● **Exercise details**
Retype the data below, every word of it, exactly.

● **Data records**

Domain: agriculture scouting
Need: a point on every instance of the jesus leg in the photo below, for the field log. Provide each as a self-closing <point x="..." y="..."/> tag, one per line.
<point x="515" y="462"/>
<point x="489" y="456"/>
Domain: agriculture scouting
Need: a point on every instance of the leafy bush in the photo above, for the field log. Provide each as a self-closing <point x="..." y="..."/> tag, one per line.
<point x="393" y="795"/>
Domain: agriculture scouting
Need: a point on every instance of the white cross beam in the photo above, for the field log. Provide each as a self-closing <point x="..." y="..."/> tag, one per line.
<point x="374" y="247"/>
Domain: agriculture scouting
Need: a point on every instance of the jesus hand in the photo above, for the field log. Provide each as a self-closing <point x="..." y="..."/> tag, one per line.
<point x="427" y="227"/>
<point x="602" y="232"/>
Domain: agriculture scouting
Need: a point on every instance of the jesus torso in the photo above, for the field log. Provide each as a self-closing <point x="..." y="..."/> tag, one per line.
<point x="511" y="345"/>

● **Written answer**
Domain: agriculture scouting
Need: a point on every instance of the jesus leg in the photo below, for the field log. Provide each as a self-closing <point x="..." y="..."/> tag, one per line.
<point x="515" y="462"/>
<point x="489" y="456"/>
Domain: agriculture scouting
Need: a point on every instance of the leafy bush in the photo above, for the field log. Provide each as a self-closing <point x="..." y="..."/> tag, one per line.
<point x="393" y="795"/>
Domain: agriculture scouting
Need: a point on every instance of the white cross beam in the photo above, for the field log. Provide each as a self-closing <point x="..." y="..."/> tag, one per line.
<point x="374" y="247"/>
Domain: agriculture scouting
Need: a point on every instance of the jesus hand in the photo above, for the field log. Provide each as a self-closing <point x="..." y="..."/> tag, one per line.
<point x="427" y="227"/>
<point x="602" y="232"/>
Domain: agriculture scouting
Need: a point on every instance of the jesus torso in the photo above, for the field log. Provide each as a self-closing <point x="..." y="..."/> tag, one per line.
<point x="511" y="345"/>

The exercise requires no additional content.